_Problem statement_. Every line in the data below that holds "clicks" should be found and copied.

START Entries shown

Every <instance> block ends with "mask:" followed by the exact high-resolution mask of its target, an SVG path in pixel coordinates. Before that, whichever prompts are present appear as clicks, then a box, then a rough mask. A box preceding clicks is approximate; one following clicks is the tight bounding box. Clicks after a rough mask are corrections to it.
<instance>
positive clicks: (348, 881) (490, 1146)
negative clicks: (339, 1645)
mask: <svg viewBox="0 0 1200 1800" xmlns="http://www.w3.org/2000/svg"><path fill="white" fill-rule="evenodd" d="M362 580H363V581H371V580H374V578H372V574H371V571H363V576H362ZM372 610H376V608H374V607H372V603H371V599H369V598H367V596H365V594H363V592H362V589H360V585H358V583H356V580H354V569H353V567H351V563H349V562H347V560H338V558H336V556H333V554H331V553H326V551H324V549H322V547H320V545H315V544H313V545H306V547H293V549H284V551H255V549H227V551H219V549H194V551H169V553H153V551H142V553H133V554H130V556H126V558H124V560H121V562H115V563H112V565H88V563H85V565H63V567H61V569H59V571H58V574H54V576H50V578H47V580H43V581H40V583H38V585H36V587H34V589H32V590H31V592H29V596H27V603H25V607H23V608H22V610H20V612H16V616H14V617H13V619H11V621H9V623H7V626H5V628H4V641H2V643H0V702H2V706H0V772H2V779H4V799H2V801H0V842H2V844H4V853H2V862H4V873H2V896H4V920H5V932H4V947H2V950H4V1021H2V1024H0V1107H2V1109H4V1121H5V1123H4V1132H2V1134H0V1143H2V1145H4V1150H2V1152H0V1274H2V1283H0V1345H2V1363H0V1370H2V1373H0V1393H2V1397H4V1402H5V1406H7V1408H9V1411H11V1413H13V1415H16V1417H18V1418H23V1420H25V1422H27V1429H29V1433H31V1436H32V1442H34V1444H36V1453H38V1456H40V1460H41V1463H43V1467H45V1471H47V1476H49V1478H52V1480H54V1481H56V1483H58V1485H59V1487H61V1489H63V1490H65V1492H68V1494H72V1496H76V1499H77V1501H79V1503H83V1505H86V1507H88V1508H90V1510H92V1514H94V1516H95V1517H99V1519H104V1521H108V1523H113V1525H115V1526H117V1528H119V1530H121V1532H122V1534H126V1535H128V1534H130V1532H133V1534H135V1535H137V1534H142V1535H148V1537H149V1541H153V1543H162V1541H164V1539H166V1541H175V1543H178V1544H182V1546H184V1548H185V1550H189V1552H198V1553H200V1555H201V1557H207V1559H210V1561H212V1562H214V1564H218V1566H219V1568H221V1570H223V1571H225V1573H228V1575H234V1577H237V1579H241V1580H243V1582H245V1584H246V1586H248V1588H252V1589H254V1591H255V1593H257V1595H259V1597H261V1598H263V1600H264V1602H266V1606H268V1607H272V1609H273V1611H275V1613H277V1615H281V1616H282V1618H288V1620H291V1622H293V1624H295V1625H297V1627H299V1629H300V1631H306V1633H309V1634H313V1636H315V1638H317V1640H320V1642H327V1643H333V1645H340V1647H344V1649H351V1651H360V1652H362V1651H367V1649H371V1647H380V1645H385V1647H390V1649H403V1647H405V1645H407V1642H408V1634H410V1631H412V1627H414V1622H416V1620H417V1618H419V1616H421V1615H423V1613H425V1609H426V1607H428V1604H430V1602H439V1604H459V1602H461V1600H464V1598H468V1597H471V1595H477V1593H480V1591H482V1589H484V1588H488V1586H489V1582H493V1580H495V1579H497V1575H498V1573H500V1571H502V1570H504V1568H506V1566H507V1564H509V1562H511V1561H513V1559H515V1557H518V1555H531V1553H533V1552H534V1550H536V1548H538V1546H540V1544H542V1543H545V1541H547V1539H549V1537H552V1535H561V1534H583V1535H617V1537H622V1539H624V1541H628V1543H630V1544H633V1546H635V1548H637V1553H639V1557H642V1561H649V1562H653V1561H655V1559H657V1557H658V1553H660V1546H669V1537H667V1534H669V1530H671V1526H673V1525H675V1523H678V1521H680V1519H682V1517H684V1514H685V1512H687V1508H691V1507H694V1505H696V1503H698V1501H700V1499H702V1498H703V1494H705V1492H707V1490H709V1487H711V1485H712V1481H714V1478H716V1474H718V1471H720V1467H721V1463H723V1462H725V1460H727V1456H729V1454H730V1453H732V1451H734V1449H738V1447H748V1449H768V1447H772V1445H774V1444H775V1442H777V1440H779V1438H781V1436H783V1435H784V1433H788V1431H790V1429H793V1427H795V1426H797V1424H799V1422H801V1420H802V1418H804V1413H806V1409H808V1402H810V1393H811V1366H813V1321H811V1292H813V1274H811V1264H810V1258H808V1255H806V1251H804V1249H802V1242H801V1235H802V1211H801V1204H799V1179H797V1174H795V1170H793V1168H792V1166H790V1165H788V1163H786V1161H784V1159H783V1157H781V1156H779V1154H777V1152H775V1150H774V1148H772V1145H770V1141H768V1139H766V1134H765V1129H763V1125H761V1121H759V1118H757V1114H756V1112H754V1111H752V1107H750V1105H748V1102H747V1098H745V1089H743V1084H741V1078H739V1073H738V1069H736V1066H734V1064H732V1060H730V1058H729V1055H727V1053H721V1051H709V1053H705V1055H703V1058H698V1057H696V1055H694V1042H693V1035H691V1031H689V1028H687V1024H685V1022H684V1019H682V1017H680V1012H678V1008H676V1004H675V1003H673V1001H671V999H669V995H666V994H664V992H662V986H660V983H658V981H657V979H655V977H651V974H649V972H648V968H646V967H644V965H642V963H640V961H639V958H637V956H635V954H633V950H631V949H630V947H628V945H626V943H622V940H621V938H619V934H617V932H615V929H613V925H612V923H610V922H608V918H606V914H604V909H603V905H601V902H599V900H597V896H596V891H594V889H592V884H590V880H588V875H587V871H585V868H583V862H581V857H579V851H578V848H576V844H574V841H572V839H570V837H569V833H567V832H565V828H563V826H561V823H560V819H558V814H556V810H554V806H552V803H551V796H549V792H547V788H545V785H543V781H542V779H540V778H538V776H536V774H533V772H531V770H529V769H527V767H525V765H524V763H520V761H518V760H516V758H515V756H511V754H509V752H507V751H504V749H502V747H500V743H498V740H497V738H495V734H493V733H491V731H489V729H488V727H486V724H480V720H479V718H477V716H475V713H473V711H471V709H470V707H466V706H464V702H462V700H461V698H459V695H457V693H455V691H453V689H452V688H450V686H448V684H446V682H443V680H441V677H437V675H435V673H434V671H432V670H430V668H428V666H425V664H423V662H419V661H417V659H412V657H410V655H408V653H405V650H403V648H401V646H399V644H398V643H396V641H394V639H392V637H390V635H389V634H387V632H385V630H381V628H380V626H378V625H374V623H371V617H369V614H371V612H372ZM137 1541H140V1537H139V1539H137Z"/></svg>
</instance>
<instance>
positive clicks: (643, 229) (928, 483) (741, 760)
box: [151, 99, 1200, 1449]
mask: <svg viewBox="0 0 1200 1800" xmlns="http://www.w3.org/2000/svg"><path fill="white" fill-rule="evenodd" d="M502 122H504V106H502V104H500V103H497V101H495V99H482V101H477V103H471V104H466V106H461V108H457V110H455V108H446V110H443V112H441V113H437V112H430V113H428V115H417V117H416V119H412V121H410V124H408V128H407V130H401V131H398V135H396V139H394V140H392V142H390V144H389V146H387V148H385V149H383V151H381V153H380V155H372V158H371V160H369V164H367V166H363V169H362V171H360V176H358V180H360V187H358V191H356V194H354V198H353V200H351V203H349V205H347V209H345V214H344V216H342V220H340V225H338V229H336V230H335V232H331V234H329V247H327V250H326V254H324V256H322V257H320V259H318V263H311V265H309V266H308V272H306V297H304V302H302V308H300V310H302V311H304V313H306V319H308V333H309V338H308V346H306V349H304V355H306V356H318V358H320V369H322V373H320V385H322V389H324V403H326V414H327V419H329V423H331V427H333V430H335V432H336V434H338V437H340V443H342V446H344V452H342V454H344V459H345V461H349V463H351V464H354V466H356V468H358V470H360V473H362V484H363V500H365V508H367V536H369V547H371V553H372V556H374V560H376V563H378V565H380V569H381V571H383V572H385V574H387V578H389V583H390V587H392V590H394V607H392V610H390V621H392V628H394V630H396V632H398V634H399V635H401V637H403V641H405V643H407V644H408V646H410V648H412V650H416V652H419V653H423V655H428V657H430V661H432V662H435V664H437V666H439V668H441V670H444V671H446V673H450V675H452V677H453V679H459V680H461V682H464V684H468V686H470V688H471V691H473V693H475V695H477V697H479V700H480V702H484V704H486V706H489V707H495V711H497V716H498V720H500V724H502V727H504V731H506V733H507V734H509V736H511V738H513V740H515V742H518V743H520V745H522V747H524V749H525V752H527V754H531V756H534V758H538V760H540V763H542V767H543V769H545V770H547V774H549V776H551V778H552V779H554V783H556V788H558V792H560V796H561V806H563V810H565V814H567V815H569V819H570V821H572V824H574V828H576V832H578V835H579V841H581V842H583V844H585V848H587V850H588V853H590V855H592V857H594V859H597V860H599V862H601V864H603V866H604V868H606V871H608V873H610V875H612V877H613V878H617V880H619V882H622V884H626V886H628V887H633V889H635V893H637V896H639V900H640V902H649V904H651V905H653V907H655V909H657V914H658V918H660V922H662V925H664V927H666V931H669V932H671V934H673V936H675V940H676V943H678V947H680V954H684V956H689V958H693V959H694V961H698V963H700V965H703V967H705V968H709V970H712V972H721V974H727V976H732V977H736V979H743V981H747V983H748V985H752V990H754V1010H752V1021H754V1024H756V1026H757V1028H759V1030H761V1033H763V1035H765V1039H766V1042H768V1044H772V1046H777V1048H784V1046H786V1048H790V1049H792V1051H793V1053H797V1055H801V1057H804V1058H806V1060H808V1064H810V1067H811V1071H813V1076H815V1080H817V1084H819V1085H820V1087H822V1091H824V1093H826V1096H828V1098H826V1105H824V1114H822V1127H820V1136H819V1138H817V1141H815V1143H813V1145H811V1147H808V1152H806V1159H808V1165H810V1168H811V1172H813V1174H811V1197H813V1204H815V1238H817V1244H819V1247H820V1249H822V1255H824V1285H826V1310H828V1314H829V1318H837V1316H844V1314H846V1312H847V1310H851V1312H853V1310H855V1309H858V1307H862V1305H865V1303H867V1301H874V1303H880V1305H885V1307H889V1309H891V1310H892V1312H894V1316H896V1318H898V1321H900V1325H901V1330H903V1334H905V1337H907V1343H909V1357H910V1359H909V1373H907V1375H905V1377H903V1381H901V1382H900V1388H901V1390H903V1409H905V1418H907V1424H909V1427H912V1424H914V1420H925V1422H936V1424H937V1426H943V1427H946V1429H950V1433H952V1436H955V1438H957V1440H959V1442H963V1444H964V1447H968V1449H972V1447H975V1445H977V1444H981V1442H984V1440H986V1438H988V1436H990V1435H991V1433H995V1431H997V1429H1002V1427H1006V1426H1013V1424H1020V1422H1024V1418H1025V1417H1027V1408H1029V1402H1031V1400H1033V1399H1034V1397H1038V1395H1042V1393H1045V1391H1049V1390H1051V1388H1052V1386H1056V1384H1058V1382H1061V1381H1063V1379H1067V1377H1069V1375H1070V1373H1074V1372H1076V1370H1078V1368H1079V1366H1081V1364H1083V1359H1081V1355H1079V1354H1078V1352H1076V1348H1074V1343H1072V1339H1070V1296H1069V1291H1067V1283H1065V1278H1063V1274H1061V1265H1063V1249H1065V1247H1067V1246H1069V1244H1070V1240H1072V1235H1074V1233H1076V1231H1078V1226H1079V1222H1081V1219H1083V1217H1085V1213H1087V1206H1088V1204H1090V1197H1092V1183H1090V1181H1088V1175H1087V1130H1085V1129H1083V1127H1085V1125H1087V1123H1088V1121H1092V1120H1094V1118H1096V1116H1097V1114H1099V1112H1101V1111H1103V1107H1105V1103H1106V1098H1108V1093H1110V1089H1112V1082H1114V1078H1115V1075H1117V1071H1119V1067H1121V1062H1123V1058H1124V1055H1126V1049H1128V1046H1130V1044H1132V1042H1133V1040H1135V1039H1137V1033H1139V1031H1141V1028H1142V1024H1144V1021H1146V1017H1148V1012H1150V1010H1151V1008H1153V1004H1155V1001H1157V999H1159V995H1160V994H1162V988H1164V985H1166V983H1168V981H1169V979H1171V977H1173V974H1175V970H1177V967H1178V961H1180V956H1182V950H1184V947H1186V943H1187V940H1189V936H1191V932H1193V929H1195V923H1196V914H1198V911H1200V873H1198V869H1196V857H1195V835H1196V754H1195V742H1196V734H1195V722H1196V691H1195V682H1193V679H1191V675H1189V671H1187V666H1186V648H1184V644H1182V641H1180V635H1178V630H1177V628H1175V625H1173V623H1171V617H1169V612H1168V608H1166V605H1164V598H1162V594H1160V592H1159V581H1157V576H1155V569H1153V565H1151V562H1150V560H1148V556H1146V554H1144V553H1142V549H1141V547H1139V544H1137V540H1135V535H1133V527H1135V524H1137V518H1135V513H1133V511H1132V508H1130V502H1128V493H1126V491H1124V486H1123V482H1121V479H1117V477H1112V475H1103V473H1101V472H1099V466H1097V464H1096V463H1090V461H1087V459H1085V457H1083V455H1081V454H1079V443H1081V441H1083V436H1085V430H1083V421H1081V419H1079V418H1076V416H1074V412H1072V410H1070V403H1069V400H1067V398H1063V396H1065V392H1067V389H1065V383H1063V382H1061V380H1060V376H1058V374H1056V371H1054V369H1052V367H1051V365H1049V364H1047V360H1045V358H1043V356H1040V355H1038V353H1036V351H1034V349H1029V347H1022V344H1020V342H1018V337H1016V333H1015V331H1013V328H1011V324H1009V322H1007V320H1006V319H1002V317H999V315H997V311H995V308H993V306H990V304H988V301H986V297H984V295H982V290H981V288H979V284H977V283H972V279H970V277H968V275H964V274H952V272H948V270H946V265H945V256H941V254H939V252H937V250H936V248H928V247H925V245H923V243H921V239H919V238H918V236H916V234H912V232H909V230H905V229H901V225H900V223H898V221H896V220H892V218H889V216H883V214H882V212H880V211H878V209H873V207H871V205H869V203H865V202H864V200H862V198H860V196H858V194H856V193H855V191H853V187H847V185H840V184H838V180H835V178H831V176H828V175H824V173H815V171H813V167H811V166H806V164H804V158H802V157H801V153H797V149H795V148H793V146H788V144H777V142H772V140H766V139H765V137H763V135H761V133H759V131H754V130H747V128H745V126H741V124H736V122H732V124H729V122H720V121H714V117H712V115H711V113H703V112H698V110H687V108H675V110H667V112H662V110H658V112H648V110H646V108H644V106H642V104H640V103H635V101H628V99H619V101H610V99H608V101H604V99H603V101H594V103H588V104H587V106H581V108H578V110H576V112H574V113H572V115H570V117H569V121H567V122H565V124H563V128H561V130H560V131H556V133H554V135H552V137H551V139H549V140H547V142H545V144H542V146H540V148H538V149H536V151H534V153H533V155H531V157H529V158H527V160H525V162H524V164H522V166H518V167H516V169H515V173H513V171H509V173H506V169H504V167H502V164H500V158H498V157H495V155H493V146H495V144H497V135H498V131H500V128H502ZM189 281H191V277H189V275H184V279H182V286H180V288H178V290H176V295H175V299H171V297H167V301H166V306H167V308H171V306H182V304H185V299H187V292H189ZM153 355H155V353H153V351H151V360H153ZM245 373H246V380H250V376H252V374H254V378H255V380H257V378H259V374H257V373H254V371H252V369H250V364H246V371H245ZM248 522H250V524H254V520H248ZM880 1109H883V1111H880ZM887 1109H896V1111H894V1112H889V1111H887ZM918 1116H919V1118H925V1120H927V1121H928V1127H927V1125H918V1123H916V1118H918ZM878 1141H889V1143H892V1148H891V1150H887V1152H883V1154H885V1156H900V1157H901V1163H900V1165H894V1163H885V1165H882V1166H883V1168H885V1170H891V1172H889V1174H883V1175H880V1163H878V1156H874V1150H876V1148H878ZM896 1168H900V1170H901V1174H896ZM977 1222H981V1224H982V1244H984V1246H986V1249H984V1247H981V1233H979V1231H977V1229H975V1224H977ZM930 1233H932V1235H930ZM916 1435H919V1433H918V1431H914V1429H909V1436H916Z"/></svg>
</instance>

END Entries shown

_Written solution_.
Every <instance> block ends with "mask:" followed by the exact high-resolution mask of its target, an SVG path in pixel coordinates. Before that, whichever prompts are present appear as clicks, then a box, then a rough mask. A box preceding clicks is approximate; one following clicks is the tight bounding box. Clicks after a rough mask are corrections to it.
positive clicks: (348, 881) (490, 1146)
negative clicks: (339, 1645)
positive clicks: (643, 229) (928, 483) (741, 760)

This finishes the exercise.